What is needed:
Where a picture appears, leave it out, and print the rest of the records as they are.

Stored data:
- - - - -
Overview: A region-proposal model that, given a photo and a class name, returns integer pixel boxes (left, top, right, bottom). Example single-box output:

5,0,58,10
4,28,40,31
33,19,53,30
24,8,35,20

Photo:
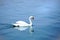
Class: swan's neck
29,18,32,26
- - - - -
Result of this exercise:
Overview: A region-proposal model that, given a photo and a class name, returns integer pixel boxes (left, top, right, bottom). Example single-box output:

5,0,58,10
4,28,40,31
33,19,53,30
24,8,35,20

Photo:
Class: swan's neck
29,18,32,26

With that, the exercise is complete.